>>>>
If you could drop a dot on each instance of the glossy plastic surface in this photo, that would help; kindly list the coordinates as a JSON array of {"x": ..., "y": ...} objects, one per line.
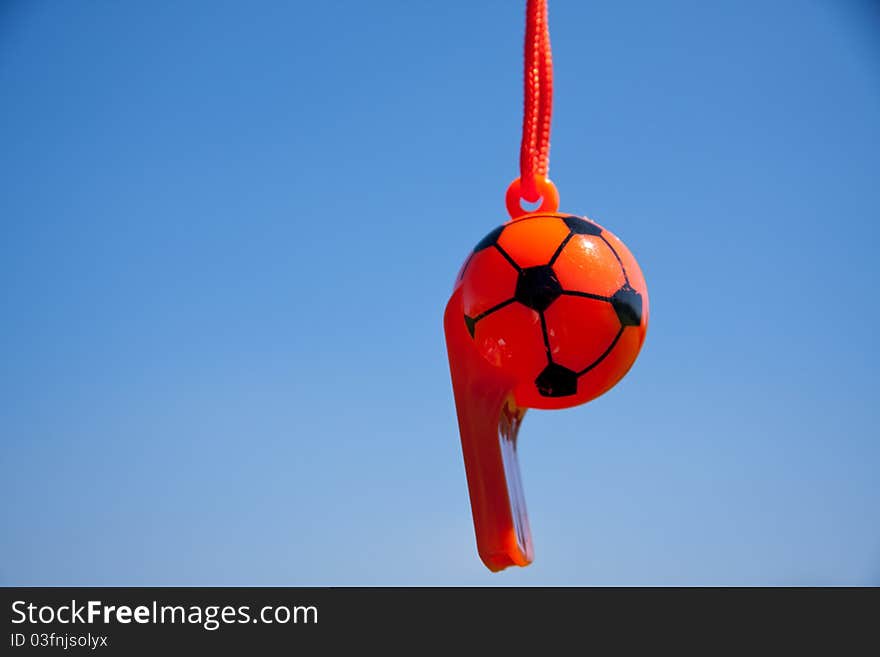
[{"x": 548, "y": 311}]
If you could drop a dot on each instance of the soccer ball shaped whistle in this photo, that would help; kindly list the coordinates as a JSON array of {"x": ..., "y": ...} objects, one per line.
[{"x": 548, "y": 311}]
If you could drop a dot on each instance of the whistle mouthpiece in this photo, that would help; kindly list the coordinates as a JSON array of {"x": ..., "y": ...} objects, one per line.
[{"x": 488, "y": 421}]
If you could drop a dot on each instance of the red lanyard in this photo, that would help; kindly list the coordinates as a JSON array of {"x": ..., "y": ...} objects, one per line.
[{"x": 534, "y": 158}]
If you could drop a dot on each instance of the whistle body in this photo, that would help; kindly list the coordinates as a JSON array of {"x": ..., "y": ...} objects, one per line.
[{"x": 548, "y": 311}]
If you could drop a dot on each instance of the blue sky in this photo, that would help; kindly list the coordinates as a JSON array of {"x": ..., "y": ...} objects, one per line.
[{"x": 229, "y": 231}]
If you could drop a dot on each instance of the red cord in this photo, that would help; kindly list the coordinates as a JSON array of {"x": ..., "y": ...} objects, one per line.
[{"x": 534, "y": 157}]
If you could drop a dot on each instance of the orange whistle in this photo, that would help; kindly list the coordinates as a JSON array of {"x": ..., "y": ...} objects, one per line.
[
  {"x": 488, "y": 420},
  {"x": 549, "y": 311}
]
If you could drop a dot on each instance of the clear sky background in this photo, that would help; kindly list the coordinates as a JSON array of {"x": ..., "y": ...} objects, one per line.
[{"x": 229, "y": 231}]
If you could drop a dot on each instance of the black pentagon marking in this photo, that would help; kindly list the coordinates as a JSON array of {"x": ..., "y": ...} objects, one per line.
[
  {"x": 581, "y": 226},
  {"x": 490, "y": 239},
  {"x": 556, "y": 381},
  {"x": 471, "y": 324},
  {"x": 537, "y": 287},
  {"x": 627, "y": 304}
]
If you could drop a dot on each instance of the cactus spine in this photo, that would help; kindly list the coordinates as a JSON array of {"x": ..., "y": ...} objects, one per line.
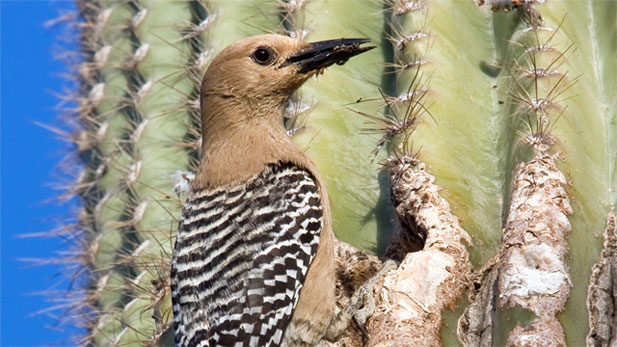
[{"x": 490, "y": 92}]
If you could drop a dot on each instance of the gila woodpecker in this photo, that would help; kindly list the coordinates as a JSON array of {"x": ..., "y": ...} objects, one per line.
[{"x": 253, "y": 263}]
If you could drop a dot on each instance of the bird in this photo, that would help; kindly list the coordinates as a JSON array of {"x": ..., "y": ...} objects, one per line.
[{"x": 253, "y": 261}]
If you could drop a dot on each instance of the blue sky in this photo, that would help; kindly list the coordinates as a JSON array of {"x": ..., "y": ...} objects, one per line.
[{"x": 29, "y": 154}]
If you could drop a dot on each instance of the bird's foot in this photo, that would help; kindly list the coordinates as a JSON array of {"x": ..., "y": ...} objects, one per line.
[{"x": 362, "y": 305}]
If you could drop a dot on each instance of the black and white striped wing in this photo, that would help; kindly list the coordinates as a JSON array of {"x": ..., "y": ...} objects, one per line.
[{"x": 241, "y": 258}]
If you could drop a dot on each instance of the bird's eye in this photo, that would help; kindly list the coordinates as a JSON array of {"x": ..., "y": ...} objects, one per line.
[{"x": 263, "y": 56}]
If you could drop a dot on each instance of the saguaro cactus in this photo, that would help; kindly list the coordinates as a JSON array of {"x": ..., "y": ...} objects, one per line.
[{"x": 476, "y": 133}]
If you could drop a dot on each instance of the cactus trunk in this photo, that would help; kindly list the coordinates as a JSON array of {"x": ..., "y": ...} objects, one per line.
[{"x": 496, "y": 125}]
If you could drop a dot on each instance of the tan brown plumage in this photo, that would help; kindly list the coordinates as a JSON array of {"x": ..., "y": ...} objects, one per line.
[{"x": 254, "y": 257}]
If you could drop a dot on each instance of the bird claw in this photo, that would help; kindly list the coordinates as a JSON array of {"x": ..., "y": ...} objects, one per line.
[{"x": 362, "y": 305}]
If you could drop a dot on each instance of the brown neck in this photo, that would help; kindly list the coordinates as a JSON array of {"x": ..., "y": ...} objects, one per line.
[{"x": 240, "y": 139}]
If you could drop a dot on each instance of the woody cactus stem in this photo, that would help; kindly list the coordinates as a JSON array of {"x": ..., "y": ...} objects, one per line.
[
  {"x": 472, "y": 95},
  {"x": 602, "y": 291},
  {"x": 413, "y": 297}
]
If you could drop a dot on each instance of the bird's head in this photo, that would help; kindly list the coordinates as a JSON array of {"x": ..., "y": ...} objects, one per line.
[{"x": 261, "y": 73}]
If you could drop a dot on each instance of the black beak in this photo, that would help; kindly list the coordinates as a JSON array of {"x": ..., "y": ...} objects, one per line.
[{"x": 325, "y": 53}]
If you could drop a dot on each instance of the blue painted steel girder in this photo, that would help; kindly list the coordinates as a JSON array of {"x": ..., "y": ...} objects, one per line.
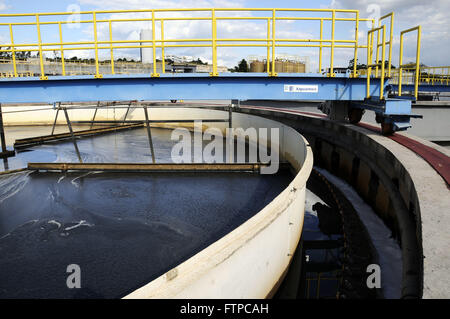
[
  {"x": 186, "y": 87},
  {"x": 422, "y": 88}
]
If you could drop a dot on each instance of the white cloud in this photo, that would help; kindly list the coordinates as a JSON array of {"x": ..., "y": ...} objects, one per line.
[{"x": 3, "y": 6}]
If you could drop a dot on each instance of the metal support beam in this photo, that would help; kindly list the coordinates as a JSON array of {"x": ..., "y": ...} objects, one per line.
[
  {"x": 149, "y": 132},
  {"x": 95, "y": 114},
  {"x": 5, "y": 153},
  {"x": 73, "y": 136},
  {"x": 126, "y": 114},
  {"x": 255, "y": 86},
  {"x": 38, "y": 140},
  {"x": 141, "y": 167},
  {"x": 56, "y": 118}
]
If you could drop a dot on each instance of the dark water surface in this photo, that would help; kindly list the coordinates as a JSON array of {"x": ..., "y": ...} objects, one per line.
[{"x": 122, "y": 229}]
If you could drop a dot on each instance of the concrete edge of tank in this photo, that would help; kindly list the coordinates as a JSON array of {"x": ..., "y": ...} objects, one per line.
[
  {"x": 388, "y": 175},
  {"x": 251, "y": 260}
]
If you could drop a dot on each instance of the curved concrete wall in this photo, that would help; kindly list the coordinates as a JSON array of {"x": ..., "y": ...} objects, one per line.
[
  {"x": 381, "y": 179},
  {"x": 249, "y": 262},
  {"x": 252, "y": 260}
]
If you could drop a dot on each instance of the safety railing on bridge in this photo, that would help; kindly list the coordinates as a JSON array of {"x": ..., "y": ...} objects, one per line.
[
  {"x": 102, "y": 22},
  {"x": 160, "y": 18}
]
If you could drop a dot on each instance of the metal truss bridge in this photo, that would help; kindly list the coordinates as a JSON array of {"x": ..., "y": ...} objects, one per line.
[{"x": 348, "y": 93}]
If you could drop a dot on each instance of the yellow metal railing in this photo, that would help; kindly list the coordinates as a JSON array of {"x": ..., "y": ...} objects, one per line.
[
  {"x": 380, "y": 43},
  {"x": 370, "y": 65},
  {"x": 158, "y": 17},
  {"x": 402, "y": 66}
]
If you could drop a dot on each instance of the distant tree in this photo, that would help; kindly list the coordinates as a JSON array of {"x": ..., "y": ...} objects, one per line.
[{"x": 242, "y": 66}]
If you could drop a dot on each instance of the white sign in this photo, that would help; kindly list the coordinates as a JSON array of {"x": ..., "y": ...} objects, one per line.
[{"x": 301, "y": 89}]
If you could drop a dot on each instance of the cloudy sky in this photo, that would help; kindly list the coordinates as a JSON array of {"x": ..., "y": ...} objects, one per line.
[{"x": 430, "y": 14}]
<<<<
EXERCISE DESCRIPTION:
Extract every line of the data exactly; pictures stay out.

EXERCISE OUTPUT:
If you could drop a dot on each instance of the glossy plastic surface in this photo, that would help; kindly list the coordinates as a JSON array of {"x": ..., "y": ...} objects, one per line.
[{"x": 548, "y": 311}]
If you could drop a dot on each instance of the soccer ball shaped whistle in this photo, that would help; kindly list the coordinates as a JSON array of {"x": ..., "y": ...} objects, one per line.
[{"x": 548, "y": 311}]
If you could drop a dot on each instance of the whistle mouthpiece in this photo, that would help; kindly list the coordinates as a JSON array of {"x": ..., "y": ...} objects, one per line.
[{"x": 488, "y": 421}]
If you could drop a dot on each instance of the red lanyard in this photo, that would help; kindly list the coordinates as a JSON array of {"x": ..., "y": ...} objects, one per line.
[{"x": 534, "y": 158}]
If you could drop a dot on each instance of the whistle body in this photo, that would help; kindly list the coordinates as a JSON array of {"x": ..., "y": ...} objects, one per line.
[{"x": 548, "y": 311}]
If you could drop a dot on each instance of the blue sky in this photo, that would help; kindly list the coordinates as a JSON array of {"x": ..., "y": ...} objects, one per line.
[{"x": 229, "y": 231}]
If you could drop a dot on each instance of the red cord in this photo, that would help; kindly list the coordinates as a JSON array of {"x": ..., "y": ...} objects, one per line.
[{"x": 534, "y": 157}]
If you could drop a dot on each instance of the orange whistle in this photo, that would help; kindly list the coordinates as a JSON array of {"x": ..., "y": ...} objects, one per line.
[
  {"x": 488, "y": 420},
  {"x": 549, "y": 311}
]
If you could drop a dot on each instance of the clear sky background in this photo, that would help; kindly list the coordinates as a JSON array of {"x": ..., "y": ...} objects, one per line.
[{"x": 229, "y": 231}]
If you could drop a dot on each instance of the black pentagon marking in this photo, that would help; kindly list the coordinates as a JSON array of {"x": ..., "y": ...} objects, one per line.
[
  {"x": 581, "y": 226},
  {"x": 490, "y": 239},
  {"x": 556, "y": 381},
  {"x": 471, "y": 324},
  {"x": 537, "y": 287},
  {"x": 627, "y": 304}
]
If you could drop a dot on each instance of the cactus spine in this photo, that would help; kindly list the coordinates as a JSON array of {"x": ..., "y": ...} objects, one per line.
[{"x": 490, "y": 92}]
If you could drop a dot on each instance of the gila woodpecker in this photo, that would help; kindly list the coordinates as a JSON array of {"x": ..., "y": ...} objects, one per line.
[{"x": 253, "y": 263}]
If you could drop a dot on each instance of the bird in this photo, that would help; kindly list the coordinates as a JSON array of {"x": ..., "y": ...} objects, one per line.
[{"x": 253, "y": 261}]
If you could drop a dot on each instance of the blue sky in this photo, that would help; kindly list the coordinates as a JSON array of {"x": ..., "y": ...} objects, one per line.
[{"x": 29, "y": 154}]
If you could drop a dot on each instance of the bird's foot in this photo, that would help; kindly list the coordinates as a JSON array of {"x": ..., "y": ...} objects, one per line.
[{"x": 362, "y": 305}]
If you could drop a dot on each instance of the black and white striped wing in this photo, that would help; kindly list the coordinates as a JSON array of {"x": ..., "y": ...} objects, one per line.
[{"x": 241, "y": 258}]
If you could drop a dot on each instance of the bird's eye in this photo, that would help; kindly list the coordinates as a JSON array of {"x": ..., "y": ...} objects, one per line.
[{"x": 263, "y": 56}]
If you could drop a dot on each instance of the saguaro cactus in this photo, that would help; kindly list the coordinates as a JSON array of {"x": ..., "y": ...} objects, one per line.
[{"x": 476, "y": 133}]
If you could drop a dot on each instance of the cactus trunk in this photo, that would help; kindly list the coordinates as a JSON array of {"x": ..., "y": ...} objects, one per line.
[{"x": 496, "y": 125}]
If you could drop a dot on each instance of the tan brown plumage in this photo, that would help; kindly list the coordinates as a JSON array of {"x": ..., "y": ...} objects, one per line.
[{"x": 254, "y": 257}]
If you could drop a dot on each instance of the bird claw in this photo, that would help; kindly list the coordinates as a JSON array of {"x": ..., "y": ...} objects, one per line.
[{"x": 362, "y": 305}]
If you could drop a dot on each instance of the brown neck in this photo, that would help; kindly list the coordinates as a JSON array of {"x": ..., "y": ...} objects, one per line.
[{"x": 240, "y": 139}]
If you could drop a dot on each instance of the woody cactus stem in this photo, that would help; kindly list the coordinates as a JSON array of {"x": ..., "y": ...} objects, one per line.
[
  {"x": 472, "y": 95},
  {"x": 602, "y": 291},
  {"x": 413, "y": 297}
]
If you could drop a dot on each instance of the bird's head in this photo, that would help; kindly list the coordinates as a JSON array of {"x": ..., "y": ...} objects, one per line.
[{"x": 261, "y": 73}]
If you could drop a dot on each instance of the black beak in this photo, that would help; kindly list the coordinates as a JSON array of {"x": ..., "y": ...} objects, one per line.
[{"x": 325, "y": 53}]
If you could drop a dot on each instance of the blue painted steel girder in this photo, that would help; kindly list the coordinates as a JSON array of {"x": ..., "y": ...} objects, one per line.
[
  {"x": 186, "y": 87},
  {"x": 422, "y": 88}
]
If you could drop a dot on each instance of the white cloud in this photo, that would help; kindly list the coordinates as a JSON array of {"x": ..., "y": ...} objects, one per line.
[{"x": 3, "y": 6}]
If you could drop a dot on each instance of the metal support beam in this photo, that would help; kindly list the coordinates as a JSON array of {"x": ..., "y": ...} objects, one per line.
[
  {"x": 149, "y": 132},
  {"x": 95, "y": 114},
  {"x": 5, "y": 153},
  {"x": 73, "y": 136},
  {"x": 126, "y": 114},
  {"x": 255, "y": 86},
  {"x": 38, "y": 140},
  {"x": 141, "y": 167},
  {"x": 56, "y": 118}
]
If you could drop a dot on each instance of the dark water surface in this photo, that would help; kindly list the coordinates as a JSON array of {"x": ..., "y": ...} objects, one per line.
[{"x": 122, "y": 229}]
If you could drop a dot on each instance of the concrete edge of tank in this photo, that would help; kindly list the coordinates as a JSON array of {"x": ..., "y": ...} objects, one per line.
[
  {"x": 388, "y": 175},
  {"x": 251, "y": 260}
]
If you could drop a dot on each instance of the curved concrete wall in this photo, that would help; kindly list the coordinates as a JSON array of {"x": ..., "y": ...} objects, one per line.
[
  {"x": 381, "y": 179},
  {"x": 249, "y": 262},
  {"x": 252, "y": 260}
]
If you could drop a dot on each instance of the safety railing on bridge in this photo, that would help; kindly list the coordinates as a JSON array of {"x": ..., "y": ...} objects, one per line.
[
  {"x": 102, "y": 22},
  {"x": 160, "y": 18}
]
If you could drop a dot on each instance of the metal truss bridge in this photo, that would help; kindly list the coordinates as a JSON array of {"x": ..., "y": ...} objects, one per line.
[{"x": 348, "y": 93}]
If you could drop a dot on each instance of the yellow metal railing in this photo, that would help; kindly list the coordinates as a JSON array of {"x": ..., "y": ...} objects, one per line.
[
  {"x": 380, "y": 43},
  {"x": 370, "y": 65},
  {"x": 158, "y": 17},
  {"x": 402, "y": 66}
]
If you could drop a dot on each instance of the distant tree in this photo, that would help; kindly list the coordinates as a JSON array of {"x": ..., "y": ...} objects, one per line.
[{"x": 242, "y": 66}]
If you could drop a dot on each instance of the white sign in this photo, that would help; kindly list the coordinates as a JSON array of {"x": ..., "y": ...} objects, one per line.
[{"x": 301, "y": 89}]
If you could drop a dot on each instance of the cloudy sky in this photo, that would help; kindly list the coordinates as a JSON array of {"x": ..., "y": ...} objects, one per line.
[{"x": 430, "y": 14}]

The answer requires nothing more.